Task requirements: Decide whether each statement agrees with the album review: 1. Some Knives is Collin Herring's fifth album. 2. Herring plays the drums on the record himself. 3. Some Knives came out four years after his previous record. Answer yes or no for each and quote the words of the review that decide it.

Text excerpt:
=======

183031-collin-herring-some-knives

Collin Herring: Some Knives

Some Knives, Herring's first album in five years, travels an uneasy road and leans into the ruts all the way.
Collin Herring
Some Knives
CD Baby

Austin songwriter Collin Herring’s fifth album, Some Knives, is his first record in five years. But it’s an album that suggests that when we worry time creates rust what we should remember is time creates perspective, complexity, wisdom. This is a record that rumbles with all the confident clatter and assured shake of a long-owned pick-up. Some Knives travels an uneasy road and leans into the ruts all the way. Songs like “Psychopaths” and the title track are powerful, humming rockers, full of ringing guitars and Matt Pence’s propulsive drumming, not to mention Herring’s full-throated, dripping honey of a voice. Even as he tells us “psychopaths like me don’t shiver”, he still delivers it with smoldering intensity. And if Herring worries about a lack of feeling, of empathy, the careful textures and emotions of “Woke Up the Same” and “Come Home” suggest exactly the opposite. This album was created as Herring’s dad was diagnosed with cancer that he eventually beat into submission. The album has fittingly heavy shadows lurking on the outskirts, but the middle of this isn’t the eye of storm, it’s the resilient light of day. That light that makes some of those shadows, the ones that seem — on second view — not ominous, but rather things thrown by Herring’s songs. These things, with his nuanced voice and careful lyrics, stare down the sun.

=======

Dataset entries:
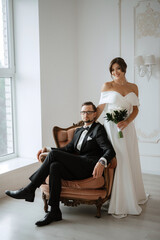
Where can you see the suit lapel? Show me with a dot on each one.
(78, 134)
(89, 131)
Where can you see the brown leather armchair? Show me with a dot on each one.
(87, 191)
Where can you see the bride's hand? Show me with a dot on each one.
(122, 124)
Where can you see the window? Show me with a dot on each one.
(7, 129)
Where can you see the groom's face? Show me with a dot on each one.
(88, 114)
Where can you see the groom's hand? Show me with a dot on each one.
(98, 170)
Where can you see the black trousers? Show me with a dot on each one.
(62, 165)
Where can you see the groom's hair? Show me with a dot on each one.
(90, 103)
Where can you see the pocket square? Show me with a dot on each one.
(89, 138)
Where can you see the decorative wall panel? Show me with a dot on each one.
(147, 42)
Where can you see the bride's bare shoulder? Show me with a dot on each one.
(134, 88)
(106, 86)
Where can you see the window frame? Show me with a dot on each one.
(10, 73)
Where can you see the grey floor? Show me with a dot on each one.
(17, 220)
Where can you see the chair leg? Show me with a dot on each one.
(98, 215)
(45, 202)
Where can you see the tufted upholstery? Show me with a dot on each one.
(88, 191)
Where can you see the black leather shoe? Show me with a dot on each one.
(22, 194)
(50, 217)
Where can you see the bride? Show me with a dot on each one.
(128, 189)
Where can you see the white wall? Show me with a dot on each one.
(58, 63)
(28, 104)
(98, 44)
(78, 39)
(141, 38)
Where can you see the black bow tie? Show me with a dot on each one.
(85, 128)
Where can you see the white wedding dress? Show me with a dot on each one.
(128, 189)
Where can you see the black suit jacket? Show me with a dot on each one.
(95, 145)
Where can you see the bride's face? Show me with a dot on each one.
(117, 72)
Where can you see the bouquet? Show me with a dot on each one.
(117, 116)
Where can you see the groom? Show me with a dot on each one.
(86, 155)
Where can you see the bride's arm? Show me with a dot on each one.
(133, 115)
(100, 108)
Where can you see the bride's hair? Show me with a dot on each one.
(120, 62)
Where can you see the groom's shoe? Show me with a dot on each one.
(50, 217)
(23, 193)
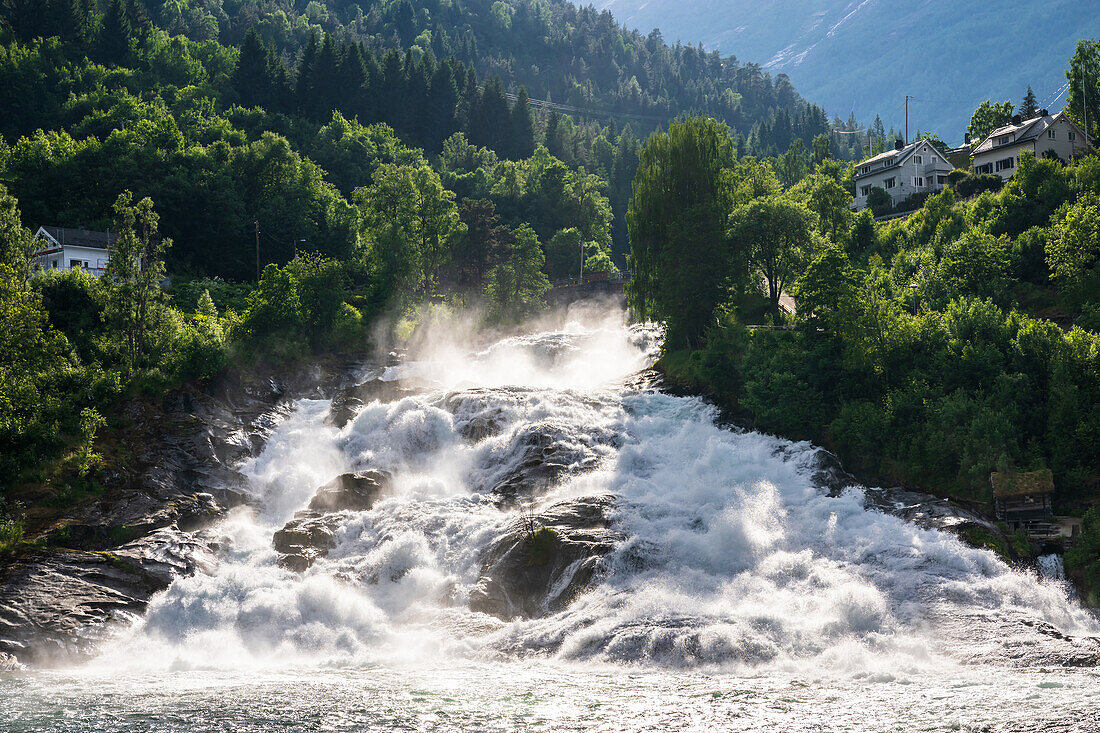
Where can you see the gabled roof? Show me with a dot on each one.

=======

Solution below:
1. Yes: "Austin songwriter Collin Herring’s fifth album, Some Knives"
2. No: "Matt Pence’s propulsive drumming"
3. No: "is his first record in five years"